_What to do_. Copy out the part of the records that opens with the line containing "Locate every car fender" and closes with the line containing "[209,106,231,144]", reproducing each line unchanged.

════════

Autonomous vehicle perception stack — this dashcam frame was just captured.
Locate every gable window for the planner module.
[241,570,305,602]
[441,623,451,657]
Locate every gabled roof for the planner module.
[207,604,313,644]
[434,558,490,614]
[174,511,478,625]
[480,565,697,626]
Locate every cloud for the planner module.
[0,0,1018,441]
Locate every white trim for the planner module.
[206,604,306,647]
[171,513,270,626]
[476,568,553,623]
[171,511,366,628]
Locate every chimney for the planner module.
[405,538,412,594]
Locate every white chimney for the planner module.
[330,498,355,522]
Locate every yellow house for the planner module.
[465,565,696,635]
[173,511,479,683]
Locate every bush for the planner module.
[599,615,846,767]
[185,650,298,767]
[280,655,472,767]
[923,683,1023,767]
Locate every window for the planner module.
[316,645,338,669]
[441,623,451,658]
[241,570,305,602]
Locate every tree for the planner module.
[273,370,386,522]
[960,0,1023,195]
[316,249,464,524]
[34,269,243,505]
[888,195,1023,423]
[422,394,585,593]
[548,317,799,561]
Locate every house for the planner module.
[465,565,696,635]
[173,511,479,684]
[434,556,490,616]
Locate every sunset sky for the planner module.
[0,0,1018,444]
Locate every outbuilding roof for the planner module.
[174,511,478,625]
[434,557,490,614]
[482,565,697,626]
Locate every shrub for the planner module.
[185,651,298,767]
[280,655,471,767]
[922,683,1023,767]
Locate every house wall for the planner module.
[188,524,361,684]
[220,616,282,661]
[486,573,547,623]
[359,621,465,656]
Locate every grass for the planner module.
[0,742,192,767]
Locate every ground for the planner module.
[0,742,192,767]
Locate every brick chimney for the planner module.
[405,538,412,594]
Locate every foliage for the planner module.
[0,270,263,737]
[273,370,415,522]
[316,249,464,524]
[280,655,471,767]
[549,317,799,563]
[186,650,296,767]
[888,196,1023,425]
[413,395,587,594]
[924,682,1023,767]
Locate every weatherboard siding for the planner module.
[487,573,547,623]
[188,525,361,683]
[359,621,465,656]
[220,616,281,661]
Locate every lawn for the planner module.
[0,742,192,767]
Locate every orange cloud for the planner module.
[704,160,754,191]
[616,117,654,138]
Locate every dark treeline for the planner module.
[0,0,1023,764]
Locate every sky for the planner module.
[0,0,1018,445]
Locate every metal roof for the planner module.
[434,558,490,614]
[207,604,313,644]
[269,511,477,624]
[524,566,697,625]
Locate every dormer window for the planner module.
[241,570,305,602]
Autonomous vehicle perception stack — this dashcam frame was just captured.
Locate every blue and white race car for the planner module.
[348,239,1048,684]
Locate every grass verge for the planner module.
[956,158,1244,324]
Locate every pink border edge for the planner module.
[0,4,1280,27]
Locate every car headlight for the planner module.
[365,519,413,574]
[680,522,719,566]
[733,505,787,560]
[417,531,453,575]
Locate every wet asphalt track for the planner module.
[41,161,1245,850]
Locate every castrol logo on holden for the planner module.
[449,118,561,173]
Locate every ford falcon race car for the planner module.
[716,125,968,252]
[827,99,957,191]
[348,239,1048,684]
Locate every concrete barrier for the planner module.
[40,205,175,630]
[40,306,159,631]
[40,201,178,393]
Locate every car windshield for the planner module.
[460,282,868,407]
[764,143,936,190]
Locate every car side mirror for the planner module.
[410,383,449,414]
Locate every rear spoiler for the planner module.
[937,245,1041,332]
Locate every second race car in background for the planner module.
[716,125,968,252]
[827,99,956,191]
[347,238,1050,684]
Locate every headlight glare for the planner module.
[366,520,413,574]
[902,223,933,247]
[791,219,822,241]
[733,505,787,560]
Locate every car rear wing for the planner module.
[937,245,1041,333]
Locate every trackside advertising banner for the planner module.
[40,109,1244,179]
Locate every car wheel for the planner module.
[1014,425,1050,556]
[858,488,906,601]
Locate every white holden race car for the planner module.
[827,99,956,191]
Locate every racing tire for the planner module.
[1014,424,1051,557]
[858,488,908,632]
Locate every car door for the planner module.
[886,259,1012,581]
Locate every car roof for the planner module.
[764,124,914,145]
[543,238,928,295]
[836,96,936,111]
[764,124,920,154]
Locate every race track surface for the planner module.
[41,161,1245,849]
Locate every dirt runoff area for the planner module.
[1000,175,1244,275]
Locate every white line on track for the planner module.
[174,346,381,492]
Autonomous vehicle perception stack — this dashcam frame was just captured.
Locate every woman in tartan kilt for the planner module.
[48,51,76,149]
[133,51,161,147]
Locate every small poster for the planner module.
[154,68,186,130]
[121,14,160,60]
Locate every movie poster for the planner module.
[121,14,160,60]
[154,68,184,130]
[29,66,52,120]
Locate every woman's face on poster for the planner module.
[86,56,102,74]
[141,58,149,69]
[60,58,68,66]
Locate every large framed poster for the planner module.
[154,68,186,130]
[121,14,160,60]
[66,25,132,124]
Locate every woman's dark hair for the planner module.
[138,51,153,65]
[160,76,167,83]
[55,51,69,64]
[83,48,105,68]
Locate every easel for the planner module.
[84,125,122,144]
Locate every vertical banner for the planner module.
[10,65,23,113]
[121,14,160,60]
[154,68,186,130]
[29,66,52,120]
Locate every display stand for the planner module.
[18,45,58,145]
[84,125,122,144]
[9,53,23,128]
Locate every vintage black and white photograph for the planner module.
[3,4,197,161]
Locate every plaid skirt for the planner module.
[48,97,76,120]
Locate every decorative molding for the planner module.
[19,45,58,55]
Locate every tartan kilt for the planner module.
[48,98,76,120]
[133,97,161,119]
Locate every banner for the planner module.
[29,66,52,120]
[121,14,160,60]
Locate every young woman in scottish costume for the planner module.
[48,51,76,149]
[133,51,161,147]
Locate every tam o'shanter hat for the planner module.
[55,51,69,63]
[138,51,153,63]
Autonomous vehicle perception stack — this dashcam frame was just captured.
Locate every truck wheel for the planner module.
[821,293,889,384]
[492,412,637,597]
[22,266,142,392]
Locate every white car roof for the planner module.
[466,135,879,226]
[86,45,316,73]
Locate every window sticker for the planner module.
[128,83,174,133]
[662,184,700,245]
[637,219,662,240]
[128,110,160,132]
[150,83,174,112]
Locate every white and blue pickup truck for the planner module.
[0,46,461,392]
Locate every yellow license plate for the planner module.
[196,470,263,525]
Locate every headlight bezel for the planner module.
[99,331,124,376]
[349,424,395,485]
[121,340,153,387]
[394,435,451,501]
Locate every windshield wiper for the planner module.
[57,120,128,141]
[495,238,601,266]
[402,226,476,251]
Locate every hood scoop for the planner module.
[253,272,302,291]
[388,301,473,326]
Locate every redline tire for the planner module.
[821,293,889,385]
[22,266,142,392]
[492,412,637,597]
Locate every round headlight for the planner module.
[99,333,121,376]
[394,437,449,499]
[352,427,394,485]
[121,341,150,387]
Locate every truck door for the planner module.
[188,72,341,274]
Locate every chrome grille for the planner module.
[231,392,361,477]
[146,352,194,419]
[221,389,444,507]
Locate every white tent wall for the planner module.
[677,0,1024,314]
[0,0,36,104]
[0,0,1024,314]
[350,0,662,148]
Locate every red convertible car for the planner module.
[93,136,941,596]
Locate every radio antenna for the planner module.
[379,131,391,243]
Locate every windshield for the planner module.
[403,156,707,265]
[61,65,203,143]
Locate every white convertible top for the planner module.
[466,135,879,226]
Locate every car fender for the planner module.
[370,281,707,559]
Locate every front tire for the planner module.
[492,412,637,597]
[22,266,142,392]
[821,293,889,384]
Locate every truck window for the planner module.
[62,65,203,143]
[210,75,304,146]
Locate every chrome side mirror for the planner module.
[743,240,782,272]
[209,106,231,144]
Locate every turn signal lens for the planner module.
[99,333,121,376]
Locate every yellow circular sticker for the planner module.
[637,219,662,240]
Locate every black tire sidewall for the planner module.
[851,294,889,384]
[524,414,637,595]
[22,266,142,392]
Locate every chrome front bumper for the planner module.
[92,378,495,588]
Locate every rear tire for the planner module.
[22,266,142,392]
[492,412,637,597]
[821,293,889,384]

════════

_Finished exercise_.
Locate every car fender for the planner module.
[370,281,707,559]
Locate every front tire for the planner module.
[492,412,637,597]
[22,266,142,392]
[821,293,889,384]
Locate every truck window for the planner module.
[62,65,203,143]
[210,75,304,146]
Locate every chrome side mirror for the planner module.
[743,240,782,272]
[209,106,231,144]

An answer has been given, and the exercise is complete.